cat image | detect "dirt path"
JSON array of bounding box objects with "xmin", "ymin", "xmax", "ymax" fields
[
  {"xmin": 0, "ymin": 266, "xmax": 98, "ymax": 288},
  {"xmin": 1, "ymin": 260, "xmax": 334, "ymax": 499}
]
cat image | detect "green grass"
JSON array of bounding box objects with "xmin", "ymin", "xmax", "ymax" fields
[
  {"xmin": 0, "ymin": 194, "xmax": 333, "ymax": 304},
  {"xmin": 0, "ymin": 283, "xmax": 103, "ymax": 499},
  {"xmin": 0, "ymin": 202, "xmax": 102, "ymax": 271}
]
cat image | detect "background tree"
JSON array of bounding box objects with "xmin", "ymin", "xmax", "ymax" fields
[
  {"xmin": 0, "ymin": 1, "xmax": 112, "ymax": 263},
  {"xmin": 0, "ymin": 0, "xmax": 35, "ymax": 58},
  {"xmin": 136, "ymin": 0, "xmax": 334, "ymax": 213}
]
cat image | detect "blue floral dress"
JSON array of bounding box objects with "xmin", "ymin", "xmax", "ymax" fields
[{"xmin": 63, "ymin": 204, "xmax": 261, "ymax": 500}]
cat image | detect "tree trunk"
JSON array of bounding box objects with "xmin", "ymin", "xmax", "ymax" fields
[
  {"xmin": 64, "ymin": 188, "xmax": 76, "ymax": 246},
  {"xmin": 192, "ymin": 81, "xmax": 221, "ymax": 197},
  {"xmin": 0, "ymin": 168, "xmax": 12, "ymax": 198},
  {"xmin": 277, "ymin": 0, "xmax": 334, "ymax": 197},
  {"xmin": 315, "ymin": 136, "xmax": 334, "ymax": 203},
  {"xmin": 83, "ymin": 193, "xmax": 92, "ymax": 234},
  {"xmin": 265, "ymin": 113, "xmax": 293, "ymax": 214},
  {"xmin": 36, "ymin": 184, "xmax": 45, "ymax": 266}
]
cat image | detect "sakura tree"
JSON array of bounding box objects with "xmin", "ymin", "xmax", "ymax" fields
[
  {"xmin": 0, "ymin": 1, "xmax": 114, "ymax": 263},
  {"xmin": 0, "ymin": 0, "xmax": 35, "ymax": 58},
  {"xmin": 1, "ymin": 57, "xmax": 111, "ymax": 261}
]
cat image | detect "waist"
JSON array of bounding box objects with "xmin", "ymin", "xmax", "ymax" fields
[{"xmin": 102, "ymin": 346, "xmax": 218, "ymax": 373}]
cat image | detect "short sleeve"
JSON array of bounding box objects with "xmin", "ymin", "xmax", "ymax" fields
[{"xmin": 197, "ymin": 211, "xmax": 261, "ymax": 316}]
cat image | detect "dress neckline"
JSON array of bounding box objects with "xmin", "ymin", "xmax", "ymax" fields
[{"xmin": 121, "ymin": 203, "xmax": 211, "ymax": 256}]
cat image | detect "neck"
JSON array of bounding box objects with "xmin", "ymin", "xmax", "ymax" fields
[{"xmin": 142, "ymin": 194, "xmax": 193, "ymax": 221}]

**What to work on**
Print each entry above word for word, leaving none out.

**Solved problem**
cat image | detect "dirt path"
JSON array of bounding box objects with "xmin", "ymin", "xmax", "ymax" fields
[
  {"xmin": 0, "ymin": 266, "xmax": 98, "ymax": 288},
  {"xmin": 1, "ymin": 260, "xmax": 334, "ymax": 499}
]
cat image | detect "green grass"
JSON array of bounding box objects with "xmin", "ymin", "xmax", "ymax" fields
[
  {"xmin": 0, "ymin": 194, "xmax": 333, "ymax": 304},
  {"xmin": 0, "ymin": 283, "xmax": 103, "ymax": 499},
  {"xmin": 0, "ymin": 202, "xmax": 102, "ymax": 271}
]
cat image | detect "background tree"
JSON array of bounding box objects with "xmin", "ymin", "xmax", "ymax" fields
[
  {"xmin": 0, "ymin": 1, "xmax": 112, "ymax": 263},
  {"xmin": 0, "ymin": 0, "xmax": 35, "ymax": 58},
  {"xmin": 136, "ymin": 0, "xmax": 334, "ymax": 213}
]
cat image | detect "blue floral dress"
JSON array of bounding box objects with "xmin", "ymin", "xmax", "ymax" fields
[{"xmin": 63, "ymin": 204, "xmax": 261, "ymax": 500}]
cat image | detect "tree trunk"
JSON array of bounding box objects with "xmin", "ymin", "xmax", "ymax" fields
[
  {"xmin": 64, "ymin": 188, "xmax": 76, "ymax": 246},
  {"xmin": 192, "ymin": 81, "xmax": 221, "ymax": 197},
  {"xmin": 0, "ymin": 168, "xmax": 12, "ymax": 198},
  {"xmin": 277, "ymin": 0, "xmax": 334, "ymax": 197},
  {"xmin": 315, "ymin": 136, "xmax": 334, "ymax": 203},
  {"xmin": 83, "ymin": 193, "xmax": 92, "ymax": 234},
  {"xmin": 265, "ymin": 113, "xmax": 293, "ymax": 214},
  {"xmin": 36, "ymin": 184, "xmax": 45, "ymax": 266}
]
cat image | detect "sakura tree"
JSON array of bounding box objects with "xmin", "ymin", "xmax", "ymax" fields
[
  {"xmin": 0, "ymin": 1, "xmax": 114, "ymax": 263},
  {"xmin": 0, "ymin": 0, "xmax": 35, "ymax": 58},
  {"xmin": 1, "ymin": 57, "xmax": 111, "ymax": 261}
]
cat image | detect "waist"
JSON array of bounding box objects with "xmin", "ymin", "xmax", "ymax" fields
[{"xmin": 102, "ymin": 346, "xmax": 218, "ymax": 373}]
cat image | detect "short sleeve"
JSON array of bounding box objects with "xmin", "ymin", "xmax", "ymax" fields
[{"xmin": 197, "ymin": 211, "xmax": 261, "ymax": 316}]
cat image | detect "dress neckline"
JSON array of bounding box objects with "xmin", "ymin", "xmax", "ymax" fields
[{"xmin": 121, "ymin": 203, "xmax": 211, "ymax": 256}]
cat image | detect "neck"
JSON array of bounding box objects with "xmin", "ymin", "xmax", "ymax" fields
[{"xmin": 142, "ymin": 194, "xmax": 193, "ymax": 221}]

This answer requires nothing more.